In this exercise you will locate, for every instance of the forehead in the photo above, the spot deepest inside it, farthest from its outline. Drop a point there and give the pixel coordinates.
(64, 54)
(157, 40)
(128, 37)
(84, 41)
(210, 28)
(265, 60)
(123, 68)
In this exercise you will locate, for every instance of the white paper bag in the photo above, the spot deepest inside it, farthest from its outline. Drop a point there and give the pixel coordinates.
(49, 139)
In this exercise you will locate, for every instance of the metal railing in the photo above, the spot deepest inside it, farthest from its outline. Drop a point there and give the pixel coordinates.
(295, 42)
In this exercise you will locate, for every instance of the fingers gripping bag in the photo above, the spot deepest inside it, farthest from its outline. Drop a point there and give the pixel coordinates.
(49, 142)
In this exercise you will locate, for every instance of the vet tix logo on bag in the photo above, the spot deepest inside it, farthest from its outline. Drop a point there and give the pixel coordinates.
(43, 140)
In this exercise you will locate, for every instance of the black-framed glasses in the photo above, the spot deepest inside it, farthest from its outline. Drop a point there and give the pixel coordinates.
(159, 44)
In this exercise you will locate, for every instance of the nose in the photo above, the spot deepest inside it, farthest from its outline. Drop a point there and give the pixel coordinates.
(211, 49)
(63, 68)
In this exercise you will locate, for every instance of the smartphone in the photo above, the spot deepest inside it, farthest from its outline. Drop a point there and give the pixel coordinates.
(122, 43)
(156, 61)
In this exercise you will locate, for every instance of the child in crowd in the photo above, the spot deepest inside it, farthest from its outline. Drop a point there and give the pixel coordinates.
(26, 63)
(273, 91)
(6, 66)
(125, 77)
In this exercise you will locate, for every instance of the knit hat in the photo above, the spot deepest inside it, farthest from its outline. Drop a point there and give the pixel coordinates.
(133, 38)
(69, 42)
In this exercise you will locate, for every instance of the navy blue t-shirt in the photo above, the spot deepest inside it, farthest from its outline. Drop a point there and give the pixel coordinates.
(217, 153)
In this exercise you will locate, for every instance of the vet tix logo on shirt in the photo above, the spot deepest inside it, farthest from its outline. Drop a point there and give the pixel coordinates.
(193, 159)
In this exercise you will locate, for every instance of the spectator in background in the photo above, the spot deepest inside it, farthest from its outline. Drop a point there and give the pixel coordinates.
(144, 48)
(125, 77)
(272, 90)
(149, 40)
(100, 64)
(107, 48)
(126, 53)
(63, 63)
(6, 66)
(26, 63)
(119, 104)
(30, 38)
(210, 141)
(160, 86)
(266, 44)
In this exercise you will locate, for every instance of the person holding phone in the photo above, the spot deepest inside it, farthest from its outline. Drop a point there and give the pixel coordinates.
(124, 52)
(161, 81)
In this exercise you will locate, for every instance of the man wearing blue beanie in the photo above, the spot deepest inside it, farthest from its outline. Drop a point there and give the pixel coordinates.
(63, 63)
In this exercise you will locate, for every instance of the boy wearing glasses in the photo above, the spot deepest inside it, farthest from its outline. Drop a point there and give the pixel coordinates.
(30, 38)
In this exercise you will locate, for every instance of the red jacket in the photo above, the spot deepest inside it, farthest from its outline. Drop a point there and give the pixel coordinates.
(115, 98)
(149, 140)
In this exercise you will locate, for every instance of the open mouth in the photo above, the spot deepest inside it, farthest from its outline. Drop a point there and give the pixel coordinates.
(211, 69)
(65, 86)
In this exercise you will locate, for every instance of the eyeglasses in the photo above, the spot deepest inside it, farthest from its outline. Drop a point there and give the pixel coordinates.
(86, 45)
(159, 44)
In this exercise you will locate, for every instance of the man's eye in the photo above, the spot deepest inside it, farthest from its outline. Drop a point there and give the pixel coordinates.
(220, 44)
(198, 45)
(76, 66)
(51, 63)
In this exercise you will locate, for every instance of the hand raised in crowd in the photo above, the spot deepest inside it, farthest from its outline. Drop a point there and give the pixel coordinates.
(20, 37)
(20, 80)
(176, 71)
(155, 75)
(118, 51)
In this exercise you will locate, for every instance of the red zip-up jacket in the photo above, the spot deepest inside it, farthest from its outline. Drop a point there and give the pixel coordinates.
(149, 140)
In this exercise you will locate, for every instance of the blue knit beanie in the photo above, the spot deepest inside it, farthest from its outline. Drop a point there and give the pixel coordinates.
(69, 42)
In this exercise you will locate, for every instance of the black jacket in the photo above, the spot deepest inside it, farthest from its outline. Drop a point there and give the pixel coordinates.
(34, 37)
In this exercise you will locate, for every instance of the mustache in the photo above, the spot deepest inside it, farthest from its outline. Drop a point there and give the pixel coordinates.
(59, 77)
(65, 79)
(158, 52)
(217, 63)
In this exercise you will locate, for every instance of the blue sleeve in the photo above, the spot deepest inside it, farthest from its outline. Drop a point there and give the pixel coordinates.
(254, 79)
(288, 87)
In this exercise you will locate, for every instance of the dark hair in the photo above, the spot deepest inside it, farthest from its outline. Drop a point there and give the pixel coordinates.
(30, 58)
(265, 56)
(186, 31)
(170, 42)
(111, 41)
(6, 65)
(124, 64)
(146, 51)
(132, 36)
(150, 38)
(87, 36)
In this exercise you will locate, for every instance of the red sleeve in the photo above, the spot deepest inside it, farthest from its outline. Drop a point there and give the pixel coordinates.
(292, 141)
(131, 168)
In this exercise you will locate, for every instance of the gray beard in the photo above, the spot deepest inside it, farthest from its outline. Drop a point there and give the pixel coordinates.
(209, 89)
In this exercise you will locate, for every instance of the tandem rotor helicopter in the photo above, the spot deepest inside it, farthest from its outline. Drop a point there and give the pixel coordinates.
_ _ _ _
Written task: Starting at the line that contains "of the mustache", quote each remaining line of the entries above, unchanged.

Result for this exercise:
In this exercise you will locate, for every instance of the mustache in the photo above, the spot deepest inside it, farthest from its outline. Drop a point there and give the pixel coordinates.
(59, 77)
(65, 79)
(158, 52)
(217, 63)
In this exercise you will locate, for every instance of the blue sleeve in the photo above, the spot deepest inside it, farthest from its outline. Drop a point there and give the pixel coordinates.
(254, 79)
(288, 87)
In this exercise you will locate, for every instance of the dark hair in the photo above, the spot deepest inside it, farthest from its outline. Drop a point there and give the pixel coordinates.
(30, 58)
(265, 56)
(186, 31)
(170, 42)
(111, 41)
(6, 65)
(124, 64)
(146, 51)
(132, 36)
(150, 38)
(87, 36)
In this exercise you will locate, for every instance of the red sleeve in the photo above, the spot deepest inside it, farthest from its outline. Drop a point there and give the pixel coordinates.
(292, 141)
(131, 168)
In this exercise you will locate, for every instance of the gray beard in the photo above, the spot deepest inside it, farthest from its outline. Drop a point there and give the pixel coordinates.
(209, 89)
In this exercise you will locate, for every instance of the tandem rotor helicopter in the photo above, the spot deepest inside it, farthest from its outline. Drop a point there and give the pixel coordinates.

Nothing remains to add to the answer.